## Document text:
* BEGIN *

Former Yukos investors urge UK High Court to restart legal action

Former Yukos shareholders have urged London’s High Court to allow them to restart legal action aimed at trying to secure a $50bn award made almost a decade ago over Russia’s seizure of what was once the country’s largest oil company.

Russia has so far refused to pay any of the $50bn it was ordered to in 2014 by the Court of Arbitration in The Hague, which ruled that the Kremlin had illegally expropriated the company’s assets. Mikhail Khodorkovsky, its chief executive and a vocal critic of Vladimir Putin, was arrested in 2003 and sentenced to 10 years in prison.

Following the ruling in The Hague, former Yukos shareholders embarked on legal action in London in an effort to seize assets tied to the Russian state in the UK, but the action was put on hold while a parallel case was also pursued through the Dutch courts.

* END *

## Stated problem a:
Identify every figure written in digits in the Yukos article, listing each distinct figure once.

## Material to process:

* BEGIN *

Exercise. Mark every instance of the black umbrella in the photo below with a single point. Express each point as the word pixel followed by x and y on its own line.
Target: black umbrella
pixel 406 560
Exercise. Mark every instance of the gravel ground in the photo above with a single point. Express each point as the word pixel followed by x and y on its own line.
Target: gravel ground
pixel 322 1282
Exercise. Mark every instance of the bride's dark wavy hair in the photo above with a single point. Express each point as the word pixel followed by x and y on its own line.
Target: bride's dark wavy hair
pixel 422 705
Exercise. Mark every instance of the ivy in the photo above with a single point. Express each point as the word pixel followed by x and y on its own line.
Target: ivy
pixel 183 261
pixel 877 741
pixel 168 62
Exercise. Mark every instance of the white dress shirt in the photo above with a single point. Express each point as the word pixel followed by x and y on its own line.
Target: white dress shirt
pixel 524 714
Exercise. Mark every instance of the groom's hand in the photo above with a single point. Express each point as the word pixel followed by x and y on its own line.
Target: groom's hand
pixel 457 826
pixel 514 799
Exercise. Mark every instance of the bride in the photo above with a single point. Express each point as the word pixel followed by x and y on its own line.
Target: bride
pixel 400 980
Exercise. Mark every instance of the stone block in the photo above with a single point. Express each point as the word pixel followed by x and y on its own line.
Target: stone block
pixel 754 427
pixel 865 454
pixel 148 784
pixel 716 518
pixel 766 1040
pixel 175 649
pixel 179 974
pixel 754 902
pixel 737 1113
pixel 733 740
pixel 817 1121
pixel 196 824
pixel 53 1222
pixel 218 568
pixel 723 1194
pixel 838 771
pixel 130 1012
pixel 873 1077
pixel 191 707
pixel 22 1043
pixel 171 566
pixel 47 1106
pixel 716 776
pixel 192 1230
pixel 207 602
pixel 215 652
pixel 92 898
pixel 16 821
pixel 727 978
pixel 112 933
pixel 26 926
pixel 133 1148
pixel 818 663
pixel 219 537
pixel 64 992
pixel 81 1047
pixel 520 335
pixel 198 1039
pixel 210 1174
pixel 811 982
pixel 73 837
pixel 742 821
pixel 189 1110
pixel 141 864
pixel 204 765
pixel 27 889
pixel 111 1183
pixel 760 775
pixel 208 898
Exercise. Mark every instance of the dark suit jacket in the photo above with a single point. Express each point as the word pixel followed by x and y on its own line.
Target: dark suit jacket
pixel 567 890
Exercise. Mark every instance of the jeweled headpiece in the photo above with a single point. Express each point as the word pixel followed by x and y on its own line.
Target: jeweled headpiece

* END *

## Stated problem b:
Turn the entries into a Markdown table with columns Row and Entry line, one row per line and blank lines skipped. Begin at the line that contains "Exercise. Mark every instance of the bride's" and stop after the line that contains "pixel 168 62".

## Complete output a:
$50bn, 2014, 2003, 10

## Complete output b:
| Row | Entry line |
|---|---|
| 1 | Exercise. Mark every instance of the bride's dark wavy hair in the photo above with a single point. Express each point as the word pixel followed by x and y on its own line. |
| 2 | Target: bride's dark wavy hair |
| 3 | pixel 422 705 |
| 4 | Exercise. Mark every instance of the ivy in the photo above with a single point. Express each point as the word pixel followed by x and y on its own line. |
| 5 | Target: ivy |
| 6 | pixel 183 261 |
| 7 | pixel 877 741 |
| 8 | pixel 168 62 |